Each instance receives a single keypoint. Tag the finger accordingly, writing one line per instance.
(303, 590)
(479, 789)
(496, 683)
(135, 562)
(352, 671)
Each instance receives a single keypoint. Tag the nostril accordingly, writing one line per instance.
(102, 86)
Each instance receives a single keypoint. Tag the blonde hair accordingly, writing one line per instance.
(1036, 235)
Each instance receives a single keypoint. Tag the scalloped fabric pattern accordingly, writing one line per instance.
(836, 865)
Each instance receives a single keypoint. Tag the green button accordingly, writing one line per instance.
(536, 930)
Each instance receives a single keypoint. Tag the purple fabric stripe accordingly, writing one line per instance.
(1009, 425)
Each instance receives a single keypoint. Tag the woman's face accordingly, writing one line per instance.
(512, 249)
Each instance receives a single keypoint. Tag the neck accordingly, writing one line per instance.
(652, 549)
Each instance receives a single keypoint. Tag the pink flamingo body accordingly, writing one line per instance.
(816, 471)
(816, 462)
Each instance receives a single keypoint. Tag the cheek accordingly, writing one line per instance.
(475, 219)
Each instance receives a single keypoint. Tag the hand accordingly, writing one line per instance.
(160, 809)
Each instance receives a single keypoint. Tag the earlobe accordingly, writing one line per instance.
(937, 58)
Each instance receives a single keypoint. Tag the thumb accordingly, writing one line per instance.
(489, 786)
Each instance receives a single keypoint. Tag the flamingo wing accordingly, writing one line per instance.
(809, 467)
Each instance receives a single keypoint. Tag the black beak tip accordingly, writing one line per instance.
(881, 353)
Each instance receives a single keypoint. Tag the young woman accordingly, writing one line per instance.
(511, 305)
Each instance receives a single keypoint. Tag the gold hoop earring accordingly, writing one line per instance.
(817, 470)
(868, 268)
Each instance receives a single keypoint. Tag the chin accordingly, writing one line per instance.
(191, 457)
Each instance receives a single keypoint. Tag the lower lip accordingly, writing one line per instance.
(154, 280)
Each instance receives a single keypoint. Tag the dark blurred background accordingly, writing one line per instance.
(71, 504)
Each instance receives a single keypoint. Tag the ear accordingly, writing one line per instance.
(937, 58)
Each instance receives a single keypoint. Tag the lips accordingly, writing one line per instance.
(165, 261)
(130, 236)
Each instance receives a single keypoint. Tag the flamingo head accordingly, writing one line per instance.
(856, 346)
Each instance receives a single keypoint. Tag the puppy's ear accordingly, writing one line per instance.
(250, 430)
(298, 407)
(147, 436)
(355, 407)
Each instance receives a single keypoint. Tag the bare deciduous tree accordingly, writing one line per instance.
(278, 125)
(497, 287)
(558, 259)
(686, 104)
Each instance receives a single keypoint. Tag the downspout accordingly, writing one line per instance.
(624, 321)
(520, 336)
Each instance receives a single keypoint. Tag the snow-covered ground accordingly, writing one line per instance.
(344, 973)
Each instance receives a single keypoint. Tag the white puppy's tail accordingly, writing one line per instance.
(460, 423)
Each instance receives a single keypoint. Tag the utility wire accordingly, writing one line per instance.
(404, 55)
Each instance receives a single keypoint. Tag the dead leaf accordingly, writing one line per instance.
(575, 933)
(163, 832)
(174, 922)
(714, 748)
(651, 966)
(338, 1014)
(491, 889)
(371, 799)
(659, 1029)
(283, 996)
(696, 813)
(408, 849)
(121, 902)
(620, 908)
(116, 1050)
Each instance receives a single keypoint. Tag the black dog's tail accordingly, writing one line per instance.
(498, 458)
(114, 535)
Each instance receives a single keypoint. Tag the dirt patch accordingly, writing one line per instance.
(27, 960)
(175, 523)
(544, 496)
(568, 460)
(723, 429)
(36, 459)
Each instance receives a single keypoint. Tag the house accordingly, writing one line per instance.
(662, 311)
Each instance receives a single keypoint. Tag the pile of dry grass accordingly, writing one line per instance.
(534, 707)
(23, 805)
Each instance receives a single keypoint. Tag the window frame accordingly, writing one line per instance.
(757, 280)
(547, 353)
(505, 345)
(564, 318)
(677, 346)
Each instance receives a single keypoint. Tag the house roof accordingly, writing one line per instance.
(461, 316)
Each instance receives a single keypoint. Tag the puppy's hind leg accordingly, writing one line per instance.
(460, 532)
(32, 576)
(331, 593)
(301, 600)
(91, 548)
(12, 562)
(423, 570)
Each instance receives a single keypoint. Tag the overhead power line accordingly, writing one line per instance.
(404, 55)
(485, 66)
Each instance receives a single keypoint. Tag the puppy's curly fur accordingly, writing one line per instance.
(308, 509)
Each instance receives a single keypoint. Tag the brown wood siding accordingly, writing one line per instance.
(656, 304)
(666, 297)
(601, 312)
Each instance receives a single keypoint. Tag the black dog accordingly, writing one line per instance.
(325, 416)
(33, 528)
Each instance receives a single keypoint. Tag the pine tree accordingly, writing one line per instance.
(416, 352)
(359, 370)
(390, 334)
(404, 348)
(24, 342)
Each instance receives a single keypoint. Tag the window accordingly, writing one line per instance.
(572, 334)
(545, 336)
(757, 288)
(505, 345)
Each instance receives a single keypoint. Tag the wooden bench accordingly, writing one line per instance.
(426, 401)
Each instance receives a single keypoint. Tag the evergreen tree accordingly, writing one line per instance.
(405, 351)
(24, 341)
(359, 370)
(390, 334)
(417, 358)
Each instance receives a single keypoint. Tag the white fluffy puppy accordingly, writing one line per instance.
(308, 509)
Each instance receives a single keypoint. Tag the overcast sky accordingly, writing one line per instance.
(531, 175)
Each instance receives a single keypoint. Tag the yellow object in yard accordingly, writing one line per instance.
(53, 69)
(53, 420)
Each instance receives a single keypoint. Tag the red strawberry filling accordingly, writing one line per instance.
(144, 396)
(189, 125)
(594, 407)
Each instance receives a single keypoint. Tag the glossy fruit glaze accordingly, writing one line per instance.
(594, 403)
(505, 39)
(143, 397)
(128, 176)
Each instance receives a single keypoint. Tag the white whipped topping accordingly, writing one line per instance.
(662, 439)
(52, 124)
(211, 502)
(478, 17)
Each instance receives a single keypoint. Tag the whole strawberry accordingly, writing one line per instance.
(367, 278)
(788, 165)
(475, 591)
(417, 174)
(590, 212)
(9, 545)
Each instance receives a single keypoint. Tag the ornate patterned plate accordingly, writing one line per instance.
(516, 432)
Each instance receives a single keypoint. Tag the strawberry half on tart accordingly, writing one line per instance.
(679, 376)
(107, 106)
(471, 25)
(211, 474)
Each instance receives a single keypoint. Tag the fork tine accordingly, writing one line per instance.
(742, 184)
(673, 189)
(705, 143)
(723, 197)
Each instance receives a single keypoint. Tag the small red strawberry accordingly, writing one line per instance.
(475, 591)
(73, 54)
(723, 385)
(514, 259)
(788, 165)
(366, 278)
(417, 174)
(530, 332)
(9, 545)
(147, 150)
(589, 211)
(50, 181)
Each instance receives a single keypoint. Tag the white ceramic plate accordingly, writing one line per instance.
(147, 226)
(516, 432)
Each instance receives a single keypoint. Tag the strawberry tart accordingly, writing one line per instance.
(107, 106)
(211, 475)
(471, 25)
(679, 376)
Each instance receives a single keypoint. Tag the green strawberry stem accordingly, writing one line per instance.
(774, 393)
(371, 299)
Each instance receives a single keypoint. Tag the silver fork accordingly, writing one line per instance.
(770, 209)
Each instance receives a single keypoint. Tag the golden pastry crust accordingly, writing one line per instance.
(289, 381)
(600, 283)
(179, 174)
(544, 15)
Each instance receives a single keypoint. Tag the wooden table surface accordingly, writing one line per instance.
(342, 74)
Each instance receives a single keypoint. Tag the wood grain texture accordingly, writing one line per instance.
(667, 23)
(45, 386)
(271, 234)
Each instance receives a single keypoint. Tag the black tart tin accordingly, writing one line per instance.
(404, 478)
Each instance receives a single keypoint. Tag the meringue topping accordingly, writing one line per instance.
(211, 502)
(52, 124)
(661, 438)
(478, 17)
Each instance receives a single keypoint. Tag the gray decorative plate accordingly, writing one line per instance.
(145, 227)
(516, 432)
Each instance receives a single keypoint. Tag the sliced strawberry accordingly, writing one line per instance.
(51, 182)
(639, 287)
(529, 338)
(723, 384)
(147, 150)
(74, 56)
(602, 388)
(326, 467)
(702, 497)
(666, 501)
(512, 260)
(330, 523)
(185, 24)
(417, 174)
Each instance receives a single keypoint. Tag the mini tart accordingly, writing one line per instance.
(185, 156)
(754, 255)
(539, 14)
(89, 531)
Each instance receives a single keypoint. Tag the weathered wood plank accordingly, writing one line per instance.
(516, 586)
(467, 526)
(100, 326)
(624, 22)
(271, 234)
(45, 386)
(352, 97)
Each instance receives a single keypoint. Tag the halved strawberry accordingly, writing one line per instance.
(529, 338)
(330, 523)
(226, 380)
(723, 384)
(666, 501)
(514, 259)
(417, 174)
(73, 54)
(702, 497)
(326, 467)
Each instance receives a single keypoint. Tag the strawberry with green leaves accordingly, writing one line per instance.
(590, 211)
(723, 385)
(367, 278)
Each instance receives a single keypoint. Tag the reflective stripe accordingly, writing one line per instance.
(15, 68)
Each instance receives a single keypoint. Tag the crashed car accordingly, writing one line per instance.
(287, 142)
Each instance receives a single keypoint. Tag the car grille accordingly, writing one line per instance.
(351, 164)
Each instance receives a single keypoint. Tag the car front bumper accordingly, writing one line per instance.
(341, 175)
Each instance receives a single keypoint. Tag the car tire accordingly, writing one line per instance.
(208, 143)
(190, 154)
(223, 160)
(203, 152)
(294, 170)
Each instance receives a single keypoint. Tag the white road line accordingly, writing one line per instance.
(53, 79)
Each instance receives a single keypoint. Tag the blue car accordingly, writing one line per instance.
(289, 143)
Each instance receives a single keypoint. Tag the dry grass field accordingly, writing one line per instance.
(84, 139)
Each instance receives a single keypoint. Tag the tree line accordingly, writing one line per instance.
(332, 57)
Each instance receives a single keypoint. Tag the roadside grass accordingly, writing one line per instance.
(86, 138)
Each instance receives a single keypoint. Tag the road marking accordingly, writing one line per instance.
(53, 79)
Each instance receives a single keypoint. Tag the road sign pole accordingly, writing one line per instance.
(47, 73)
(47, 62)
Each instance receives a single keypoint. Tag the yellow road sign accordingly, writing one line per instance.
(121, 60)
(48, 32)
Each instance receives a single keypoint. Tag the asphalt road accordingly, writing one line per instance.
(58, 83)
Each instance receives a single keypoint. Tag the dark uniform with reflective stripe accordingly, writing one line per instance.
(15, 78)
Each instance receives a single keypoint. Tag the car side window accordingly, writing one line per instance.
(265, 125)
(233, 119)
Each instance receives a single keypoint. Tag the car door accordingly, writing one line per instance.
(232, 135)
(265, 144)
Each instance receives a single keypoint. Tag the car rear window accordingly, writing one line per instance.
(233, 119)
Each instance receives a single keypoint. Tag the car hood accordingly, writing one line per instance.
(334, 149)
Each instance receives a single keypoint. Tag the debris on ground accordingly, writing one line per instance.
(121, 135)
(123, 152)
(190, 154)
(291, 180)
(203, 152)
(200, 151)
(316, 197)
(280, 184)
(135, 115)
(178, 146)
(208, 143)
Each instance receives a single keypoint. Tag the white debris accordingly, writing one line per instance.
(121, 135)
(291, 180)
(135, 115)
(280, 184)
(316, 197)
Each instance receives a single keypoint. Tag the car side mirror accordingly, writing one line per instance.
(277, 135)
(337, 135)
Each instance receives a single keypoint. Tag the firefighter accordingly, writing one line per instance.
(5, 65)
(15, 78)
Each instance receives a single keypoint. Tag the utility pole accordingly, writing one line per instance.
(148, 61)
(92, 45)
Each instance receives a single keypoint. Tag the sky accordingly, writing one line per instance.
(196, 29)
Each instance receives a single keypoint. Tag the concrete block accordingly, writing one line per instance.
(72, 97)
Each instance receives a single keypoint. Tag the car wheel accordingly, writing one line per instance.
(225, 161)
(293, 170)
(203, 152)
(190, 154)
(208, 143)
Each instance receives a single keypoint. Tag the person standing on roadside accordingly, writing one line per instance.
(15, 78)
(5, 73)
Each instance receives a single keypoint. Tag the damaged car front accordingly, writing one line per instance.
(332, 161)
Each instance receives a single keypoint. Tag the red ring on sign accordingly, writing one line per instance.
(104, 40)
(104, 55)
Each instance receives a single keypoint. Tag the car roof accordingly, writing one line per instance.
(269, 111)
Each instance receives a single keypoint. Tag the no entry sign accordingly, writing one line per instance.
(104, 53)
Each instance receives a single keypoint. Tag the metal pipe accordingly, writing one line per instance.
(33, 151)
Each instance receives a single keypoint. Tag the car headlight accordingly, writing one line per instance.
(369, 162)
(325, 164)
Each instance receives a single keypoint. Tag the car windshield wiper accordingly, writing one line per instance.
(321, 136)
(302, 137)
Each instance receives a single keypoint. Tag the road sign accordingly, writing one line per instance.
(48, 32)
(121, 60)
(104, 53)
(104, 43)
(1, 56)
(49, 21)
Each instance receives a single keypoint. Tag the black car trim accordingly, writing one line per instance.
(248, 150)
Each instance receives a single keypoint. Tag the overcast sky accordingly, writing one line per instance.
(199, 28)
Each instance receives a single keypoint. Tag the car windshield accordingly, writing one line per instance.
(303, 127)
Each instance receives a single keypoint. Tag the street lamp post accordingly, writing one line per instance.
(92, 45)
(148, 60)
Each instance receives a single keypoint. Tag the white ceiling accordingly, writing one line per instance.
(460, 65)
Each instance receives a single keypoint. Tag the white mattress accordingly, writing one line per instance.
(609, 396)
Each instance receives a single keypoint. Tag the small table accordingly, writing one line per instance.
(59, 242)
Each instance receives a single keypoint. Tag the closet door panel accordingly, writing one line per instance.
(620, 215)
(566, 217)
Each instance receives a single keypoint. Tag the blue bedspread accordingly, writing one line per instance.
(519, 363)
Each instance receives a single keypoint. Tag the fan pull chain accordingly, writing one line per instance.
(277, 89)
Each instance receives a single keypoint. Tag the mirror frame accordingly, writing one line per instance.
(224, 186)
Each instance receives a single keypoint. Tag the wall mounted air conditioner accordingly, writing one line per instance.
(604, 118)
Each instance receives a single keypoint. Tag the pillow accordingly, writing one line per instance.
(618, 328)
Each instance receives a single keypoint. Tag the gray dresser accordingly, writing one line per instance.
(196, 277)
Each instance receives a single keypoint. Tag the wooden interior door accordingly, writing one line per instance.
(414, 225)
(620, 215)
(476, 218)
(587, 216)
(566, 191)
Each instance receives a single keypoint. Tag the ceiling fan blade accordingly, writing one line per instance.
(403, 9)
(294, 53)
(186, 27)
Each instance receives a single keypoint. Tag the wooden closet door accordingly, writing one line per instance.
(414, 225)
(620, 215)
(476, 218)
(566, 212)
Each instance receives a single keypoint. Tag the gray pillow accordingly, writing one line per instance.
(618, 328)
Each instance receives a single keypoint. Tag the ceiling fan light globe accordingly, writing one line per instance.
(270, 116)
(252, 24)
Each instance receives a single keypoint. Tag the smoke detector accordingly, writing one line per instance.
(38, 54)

--------------------------------------------------

_EXERCISE BRIEF_
Beginning at the line where "Each instance receives a single keypoint. Tag the small table" appears, extract each line through the end of the data above; keep them exact and include nothing else.

_OUTPUT BELOW_
Each instance receives a single keypoint. Tag the small table accordingly, writing one line per instance.
(59, 242)
Each instance receives a single keypoint. Tag the closet door panel accordingly, writing one line per instance.
(620, 215)
(566, 217)
Each instance receives a single keypoint. Tag the blue bedspread accordingly, writing one line per instance.
(519, 363)
Each instance receives a single keypoint. Tag the fan pull chain accordingly, writing one line per instance.
(277, 89)
Each instance receives a single keypoint. Tag the mirror frame accordingly, writing one line per instance.
(224, 186)
Each instance receives a single keypoint. Tag the wall mounted air conditioner accordingly, writing one line per instance.
(604, 118)
Each instance receives a single keypoint. Tag the pillow accordingly, writing one line per instance.
(618, 328)
Each instance receives a single keypoint. Tag the gray dresser accordingly, writing one line per instance.
(196, 277)
Each instance receives a single keypoint. Tag the wooden interior door accordingly, writing one line per instance.
(414, 225)
(620, 215)
(476, 218)
(587, 216)
(566, 191)
Each instance receives a single keypoint. Tag the ceiling fan blade accordingly, writing one line per instance.
(403, 9)
(294, 53)
(186, 27)
Each instance receives a single keypoint. Tag the wooden closet door accordingly, writing one line per instance.
(414, 225)
(620, 215)
(476, 218)
(566, 212)
Each instance receives a single keypoint. Tag the gray pillow accordingly, writing one line per instance.
(618, 328)
Each instance receives a single keypoint. Tag the ceiling fan light globe accordingly, writing one line per instance.
(270, 116)
(252, 24)
Each instance receives a single keypoint. Tag the smoke detector accordingly, writing one line per instance.
(38, 54)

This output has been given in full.